◆ PROBLEM TO WORK ON
Repeat the data verbatim.

*** Opening EXERCISE DATA ***

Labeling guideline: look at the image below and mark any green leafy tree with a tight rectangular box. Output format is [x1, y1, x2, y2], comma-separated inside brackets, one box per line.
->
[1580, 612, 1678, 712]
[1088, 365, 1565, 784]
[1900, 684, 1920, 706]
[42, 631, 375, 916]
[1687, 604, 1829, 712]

*** Closing EXERCISE DATA ***

◆ RESPONSE TO THE TASK
Labeling guideline: look at the image below and mark any green leafy tree with a tight rectangular box. Output format is [x1, y1, x2, y2], comma-separated inside brackets, one box per line.
->
[1580, 612, 1678, 712]
[1088, 365, 1565, 784]
[1900, 684, 1920, 706]
[42, 631, 375, 916]
[1687, 604, 1829, 712]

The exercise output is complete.